Rewrite the lines below, replacing every "Reviewer note" with "Annotator note" and leaving everything else unchanged.
———
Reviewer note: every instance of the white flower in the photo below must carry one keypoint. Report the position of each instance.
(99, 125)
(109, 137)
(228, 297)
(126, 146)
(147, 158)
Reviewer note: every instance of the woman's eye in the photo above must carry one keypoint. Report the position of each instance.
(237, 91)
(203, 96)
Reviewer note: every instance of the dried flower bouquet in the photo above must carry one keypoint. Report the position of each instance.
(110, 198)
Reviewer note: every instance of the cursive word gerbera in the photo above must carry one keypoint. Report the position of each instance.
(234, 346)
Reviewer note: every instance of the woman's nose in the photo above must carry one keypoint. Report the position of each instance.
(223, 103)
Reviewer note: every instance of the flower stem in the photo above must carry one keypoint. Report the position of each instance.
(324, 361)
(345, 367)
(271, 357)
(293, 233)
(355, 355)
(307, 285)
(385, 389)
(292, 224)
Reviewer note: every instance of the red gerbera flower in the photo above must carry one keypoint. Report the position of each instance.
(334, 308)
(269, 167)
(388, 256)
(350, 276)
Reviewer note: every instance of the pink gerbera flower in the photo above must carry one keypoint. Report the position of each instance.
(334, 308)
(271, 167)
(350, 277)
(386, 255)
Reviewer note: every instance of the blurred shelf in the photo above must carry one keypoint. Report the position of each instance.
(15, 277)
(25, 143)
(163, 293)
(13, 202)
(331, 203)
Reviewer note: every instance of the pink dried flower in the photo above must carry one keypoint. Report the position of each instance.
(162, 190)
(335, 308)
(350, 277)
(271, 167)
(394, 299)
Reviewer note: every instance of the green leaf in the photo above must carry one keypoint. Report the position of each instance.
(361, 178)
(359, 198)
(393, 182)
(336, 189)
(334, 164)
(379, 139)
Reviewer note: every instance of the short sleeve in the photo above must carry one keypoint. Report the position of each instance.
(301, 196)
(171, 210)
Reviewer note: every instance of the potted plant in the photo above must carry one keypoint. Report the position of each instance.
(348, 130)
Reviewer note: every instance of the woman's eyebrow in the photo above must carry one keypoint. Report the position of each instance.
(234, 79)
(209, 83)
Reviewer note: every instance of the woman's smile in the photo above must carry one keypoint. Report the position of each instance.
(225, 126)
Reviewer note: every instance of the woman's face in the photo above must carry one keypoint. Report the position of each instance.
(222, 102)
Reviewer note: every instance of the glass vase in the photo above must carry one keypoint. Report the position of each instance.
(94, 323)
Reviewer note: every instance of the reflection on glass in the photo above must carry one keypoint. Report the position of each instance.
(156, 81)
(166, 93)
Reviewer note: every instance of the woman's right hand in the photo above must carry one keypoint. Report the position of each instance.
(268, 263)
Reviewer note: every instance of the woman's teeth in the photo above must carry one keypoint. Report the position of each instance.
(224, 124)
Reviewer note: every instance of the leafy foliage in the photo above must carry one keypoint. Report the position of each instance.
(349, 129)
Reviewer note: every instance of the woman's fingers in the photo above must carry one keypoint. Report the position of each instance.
———
§ **Response to this exercise**
Annotator note: every instance of the white flower in the photo below must carry one keypoint. Report the position of each instance.
(99, 125)
(109, 137)
(228, 297)
(126, 146)
(147, 158)
Annotator note: every instance of the woman's eye in the photo above must carry one keypoint. Report the position of each instance.
(237, 91)
(203, 96)
Annotator note: every instance of the dried flower bouquet in the photo above must carry one keypoint. Report the position of each instance.
(110, 198)
Annotator note: every instance of the cursive word gerbera in the photo above must carry one keypoint. Report the position of each instance.
(234, 346)
Annotator note: every instance of the woman's nose in the photo above must carry one keypoint. Report the position of each instance.
(223, 103)
Annotator note: every instance of the flower stem in the photo above must carry one keypoint. Report the position of each instance.
(324, 361)
(345, 367)
(271, 357)
(293, 233)
(355, 355)
(307, 285)
(385, 389)
(292, 224)
Annotator note: every instance of the red gerbera flower in the photo above must carry one keypoint. Report the position of each instance.
(334, 308)
(269, 167)
(388, 256)
(350, 276)
Annotator note: every instance of the pink gerbera flower in the photo above must carry one keypoint. Report the position of each instance.
(334, 308)
(271, 167)
(350, 277)
(386, 255)
Annotator note: every instance of the blurred shelf in the photo above must carry one keypoint. Report the position of each instance.
(15, 277)
(25, 143)
(163, 293)
(13, 202)
(331, 203)
Annotator note: every instance of the pink dried flower in the photo above must carry one keypoint. Report the position of each instance.
(162, 190)
(335, 308)
(350, 277)
(271, 167)
(394, 299)
Annotator note: every instance of the green leaf in the photo above must carry one keypoint. Report the position of each instance.
(361, 178)
(359, 198)
(393, 182)
(336, 189)
(334, 164)
(379, 139)
Annotator note: every instance of the short sleeve in the photo above must carry one keypoint. Report the position of each instance.
(301, 196)
(171, 210)
Annotator note: every instance of the potted plant in the photo above must carry one keypoint. Report the position of each instance.
(348, 130)
Annotator note: every instance of the woman's eyebrow in the photo above must carry one keypoint. Report the position of each instance.
(234, 79)
(209, 83)
Annotator note: every instance of the woman's smile in the photo above must carry one keypoint. Report the position of each instance.
(225, 126)
Annotator note: every instance of the woman's face in the photo above must carry one keypoint. Report the position of each instance.
(222, 102)
Annotator note: every instance of the glass vase in the photo above must carry one keypoint. Report the position of each instance.
(94, 323)
Annotator note: every instance of the reflection on glass in the photo above must carry one keypoint. Report the position of each instance.
(156, 81)
(166, 93)
Annotator note: every instance of the woman's right hand in the photo above must carry one keypoint. Report the position of each instance.
(268, 263)
Annotator note: every instance of the woman's teeth in the photo above must carry one keypoint. Report the position of each instance.
(224, 124)
Annotator note: every instance of the leafy foliage in the photo above must carry one keypoint. Report the position of each instance.
(349, 129)
Annotator note: every instance of the woman's fingers in the photo above must carry one keypoint. Report the position of each instance.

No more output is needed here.